ABOUT THIS TASK:
Every entry that follows needs to be repeated exactly.

SUPPLIED DATA:
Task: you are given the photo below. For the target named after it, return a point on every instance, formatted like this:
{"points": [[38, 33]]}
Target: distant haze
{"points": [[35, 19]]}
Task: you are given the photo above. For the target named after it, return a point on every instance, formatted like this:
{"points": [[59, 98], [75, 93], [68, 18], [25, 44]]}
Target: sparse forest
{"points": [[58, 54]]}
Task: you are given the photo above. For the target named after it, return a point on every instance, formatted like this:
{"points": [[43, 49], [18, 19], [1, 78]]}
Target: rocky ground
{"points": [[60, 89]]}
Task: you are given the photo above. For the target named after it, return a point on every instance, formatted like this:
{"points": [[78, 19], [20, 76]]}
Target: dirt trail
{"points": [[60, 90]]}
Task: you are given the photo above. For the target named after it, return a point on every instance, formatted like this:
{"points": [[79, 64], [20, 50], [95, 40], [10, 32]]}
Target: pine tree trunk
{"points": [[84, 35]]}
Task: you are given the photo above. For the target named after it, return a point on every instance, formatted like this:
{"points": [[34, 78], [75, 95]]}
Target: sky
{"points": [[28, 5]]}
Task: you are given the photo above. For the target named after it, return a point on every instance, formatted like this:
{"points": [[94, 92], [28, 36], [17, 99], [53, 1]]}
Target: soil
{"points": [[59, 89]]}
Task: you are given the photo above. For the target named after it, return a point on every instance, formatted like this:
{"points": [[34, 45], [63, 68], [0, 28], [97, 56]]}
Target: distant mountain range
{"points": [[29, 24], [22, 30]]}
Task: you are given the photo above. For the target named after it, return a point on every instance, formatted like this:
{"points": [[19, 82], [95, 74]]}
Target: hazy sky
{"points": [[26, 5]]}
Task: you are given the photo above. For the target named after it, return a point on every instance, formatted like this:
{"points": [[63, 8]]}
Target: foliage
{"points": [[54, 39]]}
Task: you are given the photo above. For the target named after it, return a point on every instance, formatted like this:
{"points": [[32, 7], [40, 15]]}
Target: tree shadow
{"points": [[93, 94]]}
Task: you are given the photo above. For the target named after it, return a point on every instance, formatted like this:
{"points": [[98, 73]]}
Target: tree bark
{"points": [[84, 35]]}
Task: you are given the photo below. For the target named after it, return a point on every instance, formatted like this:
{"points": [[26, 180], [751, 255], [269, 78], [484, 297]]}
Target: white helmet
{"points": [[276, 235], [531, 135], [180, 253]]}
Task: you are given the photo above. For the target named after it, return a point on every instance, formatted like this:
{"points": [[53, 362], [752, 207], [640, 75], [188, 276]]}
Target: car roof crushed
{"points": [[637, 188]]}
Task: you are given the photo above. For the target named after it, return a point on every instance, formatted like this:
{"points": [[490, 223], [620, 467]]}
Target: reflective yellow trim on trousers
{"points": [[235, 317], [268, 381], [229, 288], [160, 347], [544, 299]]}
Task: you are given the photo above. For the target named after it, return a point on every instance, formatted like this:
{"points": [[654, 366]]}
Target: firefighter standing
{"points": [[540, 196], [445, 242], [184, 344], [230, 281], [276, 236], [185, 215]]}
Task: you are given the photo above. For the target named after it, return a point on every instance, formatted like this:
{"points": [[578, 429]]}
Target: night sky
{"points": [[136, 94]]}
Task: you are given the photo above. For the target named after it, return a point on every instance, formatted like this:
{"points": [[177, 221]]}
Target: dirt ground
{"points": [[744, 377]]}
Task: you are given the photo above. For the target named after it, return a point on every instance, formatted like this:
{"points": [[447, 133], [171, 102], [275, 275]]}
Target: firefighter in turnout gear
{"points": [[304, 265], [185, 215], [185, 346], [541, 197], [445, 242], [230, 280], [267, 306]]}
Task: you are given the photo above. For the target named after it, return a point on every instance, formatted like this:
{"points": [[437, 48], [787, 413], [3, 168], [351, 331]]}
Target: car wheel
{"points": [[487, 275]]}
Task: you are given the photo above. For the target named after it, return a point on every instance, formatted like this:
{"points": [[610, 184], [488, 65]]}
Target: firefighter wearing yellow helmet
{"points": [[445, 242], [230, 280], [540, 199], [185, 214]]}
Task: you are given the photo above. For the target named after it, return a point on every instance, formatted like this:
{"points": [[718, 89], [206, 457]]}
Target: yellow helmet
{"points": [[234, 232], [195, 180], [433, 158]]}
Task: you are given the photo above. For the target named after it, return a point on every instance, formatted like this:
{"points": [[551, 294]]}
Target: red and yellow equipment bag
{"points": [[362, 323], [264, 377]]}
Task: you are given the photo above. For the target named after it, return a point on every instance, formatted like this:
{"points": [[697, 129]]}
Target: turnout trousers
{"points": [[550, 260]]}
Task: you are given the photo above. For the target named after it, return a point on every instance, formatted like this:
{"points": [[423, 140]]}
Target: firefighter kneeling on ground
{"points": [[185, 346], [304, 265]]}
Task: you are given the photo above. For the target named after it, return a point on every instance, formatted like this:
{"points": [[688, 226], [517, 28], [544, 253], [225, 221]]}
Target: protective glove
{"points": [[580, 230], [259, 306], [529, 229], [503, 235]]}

EXERCISE ANSWER:
Task: you are given the photo below. For the target named after it, return a point on every instance, formatted like this:
{"points": [[38, 33]]}
Target: distant haze
{"points": [[35, 19]]}
Task: you are given the photo above. For the target named after it, return a point on every instance, formatted like this:
{"points": [[59, 98], [75, 93], [68, 18], [25, 44]]}
Target: sparse forest
{"points": [[58, 54]]}
Task: you are given the photo above. For the target named after it, return a point on every instance, formatted like this:
{"points": [[43, 49], [18, 19], [1, 78]]}
Target: rocky ground
{"points": [[60, 89]]}
Task: you are given the photo above. For the target named after it, return a point on every instance, formatted like this:
{"points": [[78, 19], [20, 76]]}
Target: dirt trail
{"points": [[60, 90]]}
Task: you are given the photo above. For the target named after it, return a point on every instance, formatted like this:
{"points": [[79, 64], [20, 50], [95, 40], [10, 32]]}
Target: pine tree trunk
{"points": [[84, 35]]}
Task: you are given the photo above. For the target named after it, return a point on every instance, formatted like this:
{"points": [[34, 78], [75, 95]]}
Target: sky
{"points": [[28, 5]]}
Task: you are given the photo above. For the target named after it, return a point on every instance, formatted like this:
{"points": [[94, 92], [28, 36], [17, 99], [53, 1]]}
Target: soil
{"points": [[59, 89]]}
Task: you are given the photo above. For the target named after it, return a point on every instance, formatted like this:
{"points": [[34, 45], [63, 68], [0, 28], [97, 56]]}
Target: distant mountain range
{"points": [[29, 24], [22, 30]]}
Task: you are given the photo above. For the target named after it, return a point on every instance, formatted like this:
{"points": [[19, 82], [95, 74]]}
Target: hazy sky
{"points": [[26, 5]]}
Task: you are given the photo above. For the target named after it, return a point on every instance, formatted like this:
{"points": [[63, 8]]}
Target: foliage
{"points": [[54, 39]]}
Task: you are given the photo above. For the target named after it, return a point on every instance, formatted like this:
{"points": [[32, 7], [40, 15]]}
Target: tree shadow
{"points": [[93, 94]]}
Task: you are given the photo above. For the target named after it, return a point on every instance, formatted like this:
{"points": [[98, 73]]}
Target: tree bark
{"points": [[84, 35]]}
Task: you are given the photo below. For the target named after it, return a point on every instance, formatted like this:
{"points": [[26, 180], [751, 255], [269, 78], [484, 297]]}
Target: white helmet
{"points": [[276, 235], [531, 135], [180, 253]]}
Task: you are given the photo above. For the target named after it, return a point on every instance, formatted like this:
{"points": [[53, 362], [752, 207], [640, 75], [188, 276]]}
Target: car roof crushed
{"points": [[637, 188]]}
Task: you are given the photo above. For the target named after it, return a point on every instance, formatted like this:
{"points": [[490, 223], [620, 467]]}
Target: reflective yellow trim on trousers
{"points": [[235, 317], [268, 381], [229, 288], [160, 347], [544, 299]]}
Task: you are given the photo above. For the target named after it, return a point on every instance, formatted like this:
{"points": [[654, 366]]}
Target: firefighter standing
{"points": [[540, 196], [445, 242], [184, 344], [230, 281], [276, 236], [185, 215]]}
Task: you are given the photo above. For the target named after it, return a point on every instance, formatted like this:
{"points": [[578, 429]]}
Target: night sky
{"points": [[136, 94]]}
Task: you are given the photo above. For the target named after it, return a point on every instance, formatted like this:
{"points": [[177, 221]]}
Target: dirt ground
{"points": [[744, 377]]}
Task: you are given the photo above. For the target named after it, return a point on every instance, formatted like this:
{"points": [[447, 133], [171, 102], [275, 275]]}
Target: firefighter in turnout gear
{"points": [[304, 265], [185, 215], [185, 346], [541, 197], [445, 242], [230, 280], [267, 306]]}
Task: you are given the photo above. For the target named after it, return a point on every instance, formatted like this:
{"points": [[437, 48], [787, 413], [3, 168], [351, 331]]}
Target: car wheel
{"points": [[487, 275]]}
Task: you are given the photo above. For the target named after it, return a point on every instance, formatted like this:
{"points": [[610, 184], [488, 65]]}
Target: firefighter wearing yellow helmet
{"points": [[445, 242], [230, 280], [540, 199], [185, 214]]}
Task: you are given the photo above. For the target named after it, return a point on every instance, formatted like this:
{"points": [[718, 89], [206, 457]]}
Target: yellow helmet
{"points": [[234, 232], [195, 180], [433, 158]]}
Task: you are given the photo above. For the target named after it, return a point on every instance, formatted like this:
{"points": [[551, 294]]}
Target: red and yellow equipment bag
{"points": [[362, 323], [264, 377]]}
Task: you are given the photo above. For the target named after it, return a point on every instance, formatted like this:
{"points": [[697, 129]]}
Target: turnout trousers
{"points": [[550, 260]]}
Task: you are given the photo above. For the target named after it, return a point on every instance, formatted like this:
{"points": [[423, 140]]}
Target: firefighter kneeling on ground
{"points": [[185, 346], [304, 265]]}
Task: you are given the photo above. For the target named after it, return a point on every instance, formatted like this:
{"points": [[688, 226], [517, 28], [544, 253], [225, 221]]}
Target: protective glove
{"points": [[580, 230], [259, 306], [529, 229], [503, 235]]}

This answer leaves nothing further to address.